◆ Problem
Counting only lines that contain "ceiling", how many are there in the records below? Give the figure alone.

◆ Records for the task
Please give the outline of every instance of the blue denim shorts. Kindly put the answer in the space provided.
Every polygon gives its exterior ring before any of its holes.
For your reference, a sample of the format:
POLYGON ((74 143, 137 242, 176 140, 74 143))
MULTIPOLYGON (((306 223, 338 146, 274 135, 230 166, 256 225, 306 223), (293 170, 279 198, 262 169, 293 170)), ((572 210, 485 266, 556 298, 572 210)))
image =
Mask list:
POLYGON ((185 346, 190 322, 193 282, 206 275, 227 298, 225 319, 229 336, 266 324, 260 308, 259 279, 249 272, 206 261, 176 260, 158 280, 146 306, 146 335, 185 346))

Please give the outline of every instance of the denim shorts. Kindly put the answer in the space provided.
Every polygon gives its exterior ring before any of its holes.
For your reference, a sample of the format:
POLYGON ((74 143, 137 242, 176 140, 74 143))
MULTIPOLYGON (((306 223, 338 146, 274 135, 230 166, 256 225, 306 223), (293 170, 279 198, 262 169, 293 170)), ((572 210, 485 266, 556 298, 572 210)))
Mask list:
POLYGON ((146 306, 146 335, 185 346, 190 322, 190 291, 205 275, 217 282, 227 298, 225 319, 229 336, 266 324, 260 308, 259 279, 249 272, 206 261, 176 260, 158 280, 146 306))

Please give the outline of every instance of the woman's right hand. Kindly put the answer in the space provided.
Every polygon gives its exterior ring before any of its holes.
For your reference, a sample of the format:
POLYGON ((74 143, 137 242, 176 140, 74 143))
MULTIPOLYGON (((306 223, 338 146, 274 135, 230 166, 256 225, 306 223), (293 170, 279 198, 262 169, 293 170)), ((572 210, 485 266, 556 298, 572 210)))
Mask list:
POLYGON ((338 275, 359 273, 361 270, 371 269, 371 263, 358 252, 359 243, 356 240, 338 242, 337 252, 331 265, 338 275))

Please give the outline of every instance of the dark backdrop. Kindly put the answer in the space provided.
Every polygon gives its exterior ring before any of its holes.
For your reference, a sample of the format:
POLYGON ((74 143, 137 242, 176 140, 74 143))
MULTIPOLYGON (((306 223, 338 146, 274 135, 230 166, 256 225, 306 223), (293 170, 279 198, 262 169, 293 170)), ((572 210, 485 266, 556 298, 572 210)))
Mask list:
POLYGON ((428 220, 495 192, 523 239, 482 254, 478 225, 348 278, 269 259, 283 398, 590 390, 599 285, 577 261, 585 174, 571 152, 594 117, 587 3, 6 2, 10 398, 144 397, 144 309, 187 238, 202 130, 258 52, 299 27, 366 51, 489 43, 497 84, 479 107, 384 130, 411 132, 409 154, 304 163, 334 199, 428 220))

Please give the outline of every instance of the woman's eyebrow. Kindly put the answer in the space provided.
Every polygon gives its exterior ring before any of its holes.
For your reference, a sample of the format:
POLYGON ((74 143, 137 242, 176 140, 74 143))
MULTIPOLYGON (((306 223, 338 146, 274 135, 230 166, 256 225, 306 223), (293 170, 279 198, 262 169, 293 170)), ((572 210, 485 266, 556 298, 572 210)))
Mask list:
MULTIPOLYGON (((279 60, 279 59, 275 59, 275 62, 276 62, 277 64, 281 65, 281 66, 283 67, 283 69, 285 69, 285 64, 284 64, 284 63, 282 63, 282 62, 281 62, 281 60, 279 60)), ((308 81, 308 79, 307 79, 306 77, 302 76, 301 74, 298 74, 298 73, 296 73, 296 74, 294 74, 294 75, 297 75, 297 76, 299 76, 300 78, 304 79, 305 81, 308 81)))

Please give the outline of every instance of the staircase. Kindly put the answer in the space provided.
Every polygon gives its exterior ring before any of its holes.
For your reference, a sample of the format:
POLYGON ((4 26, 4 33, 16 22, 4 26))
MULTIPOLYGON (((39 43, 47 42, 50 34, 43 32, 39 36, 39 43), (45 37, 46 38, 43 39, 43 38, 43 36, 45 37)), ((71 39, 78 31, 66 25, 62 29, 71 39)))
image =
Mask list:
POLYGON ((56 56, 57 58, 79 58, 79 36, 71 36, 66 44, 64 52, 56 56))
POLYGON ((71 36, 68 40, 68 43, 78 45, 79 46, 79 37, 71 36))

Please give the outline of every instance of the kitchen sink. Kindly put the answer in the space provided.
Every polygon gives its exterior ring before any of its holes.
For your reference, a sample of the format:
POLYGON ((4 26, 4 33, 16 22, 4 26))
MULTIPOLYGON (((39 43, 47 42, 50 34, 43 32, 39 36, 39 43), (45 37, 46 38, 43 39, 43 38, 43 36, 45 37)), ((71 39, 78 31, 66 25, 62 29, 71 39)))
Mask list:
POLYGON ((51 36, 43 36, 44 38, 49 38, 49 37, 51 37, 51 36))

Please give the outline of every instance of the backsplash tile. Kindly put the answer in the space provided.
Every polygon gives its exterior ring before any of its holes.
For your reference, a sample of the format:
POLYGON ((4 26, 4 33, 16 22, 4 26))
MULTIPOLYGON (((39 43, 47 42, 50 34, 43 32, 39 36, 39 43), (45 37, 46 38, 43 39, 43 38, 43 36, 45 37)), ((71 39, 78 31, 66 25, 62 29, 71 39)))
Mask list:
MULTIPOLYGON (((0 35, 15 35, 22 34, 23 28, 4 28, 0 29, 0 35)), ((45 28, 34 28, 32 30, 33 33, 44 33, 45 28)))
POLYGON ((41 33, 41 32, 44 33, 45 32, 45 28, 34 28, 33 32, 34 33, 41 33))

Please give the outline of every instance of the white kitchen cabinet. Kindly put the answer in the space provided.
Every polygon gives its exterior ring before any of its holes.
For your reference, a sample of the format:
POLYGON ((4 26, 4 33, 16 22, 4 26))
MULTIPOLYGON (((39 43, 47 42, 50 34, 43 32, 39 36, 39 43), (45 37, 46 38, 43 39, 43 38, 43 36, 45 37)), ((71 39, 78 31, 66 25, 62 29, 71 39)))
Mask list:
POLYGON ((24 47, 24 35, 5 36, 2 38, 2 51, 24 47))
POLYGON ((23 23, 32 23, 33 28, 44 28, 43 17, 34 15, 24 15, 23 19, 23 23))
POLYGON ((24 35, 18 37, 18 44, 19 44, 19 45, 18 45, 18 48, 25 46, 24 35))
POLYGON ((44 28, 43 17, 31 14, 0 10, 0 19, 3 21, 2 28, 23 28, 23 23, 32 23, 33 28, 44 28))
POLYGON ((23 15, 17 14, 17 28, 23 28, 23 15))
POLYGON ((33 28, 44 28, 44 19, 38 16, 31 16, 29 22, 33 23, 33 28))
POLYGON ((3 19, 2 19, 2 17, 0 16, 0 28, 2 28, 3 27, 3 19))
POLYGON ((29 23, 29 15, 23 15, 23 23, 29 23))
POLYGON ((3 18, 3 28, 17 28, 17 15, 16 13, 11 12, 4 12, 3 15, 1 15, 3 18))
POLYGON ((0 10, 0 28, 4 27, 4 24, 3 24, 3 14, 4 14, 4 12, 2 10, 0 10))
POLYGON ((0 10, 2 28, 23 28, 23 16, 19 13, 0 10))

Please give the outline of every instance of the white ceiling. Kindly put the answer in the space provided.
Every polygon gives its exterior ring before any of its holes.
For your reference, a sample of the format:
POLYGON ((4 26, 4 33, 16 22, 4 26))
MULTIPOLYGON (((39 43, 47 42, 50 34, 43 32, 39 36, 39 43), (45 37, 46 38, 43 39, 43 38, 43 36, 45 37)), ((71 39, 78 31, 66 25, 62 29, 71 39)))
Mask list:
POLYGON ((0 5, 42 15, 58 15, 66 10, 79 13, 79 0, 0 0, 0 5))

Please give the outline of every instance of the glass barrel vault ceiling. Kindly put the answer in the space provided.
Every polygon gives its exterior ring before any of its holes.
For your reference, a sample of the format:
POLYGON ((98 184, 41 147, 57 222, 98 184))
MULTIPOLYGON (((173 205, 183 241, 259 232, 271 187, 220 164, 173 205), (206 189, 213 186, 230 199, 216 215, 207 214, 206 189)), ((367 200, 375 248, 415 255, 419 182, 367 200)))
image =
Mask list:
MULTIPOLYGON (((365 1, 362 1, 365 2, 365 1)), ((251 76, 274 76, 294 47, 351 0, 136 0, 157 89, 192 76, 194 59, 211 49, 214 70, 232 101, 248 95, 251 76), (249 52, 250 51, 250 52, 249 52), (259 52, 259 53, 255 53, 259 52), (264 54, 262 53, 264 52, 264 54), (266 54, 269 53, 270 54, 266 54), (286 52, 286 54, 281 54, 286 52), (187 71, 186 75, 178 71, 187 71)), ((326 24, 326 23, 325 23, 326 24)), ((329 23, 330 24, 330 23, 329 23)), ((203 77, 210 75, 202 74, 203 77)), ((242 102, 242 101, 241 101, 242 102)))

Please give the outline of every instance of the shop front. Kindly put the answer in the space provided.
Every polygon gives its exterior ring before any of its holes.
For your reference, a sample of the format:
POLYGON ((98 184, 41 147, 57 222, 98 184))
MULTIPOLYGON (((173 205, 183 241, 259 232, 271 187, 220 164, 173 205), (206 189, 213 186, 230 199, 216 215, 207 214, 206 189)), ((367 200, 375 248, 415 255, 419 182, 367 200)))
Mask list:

◆ Your response
2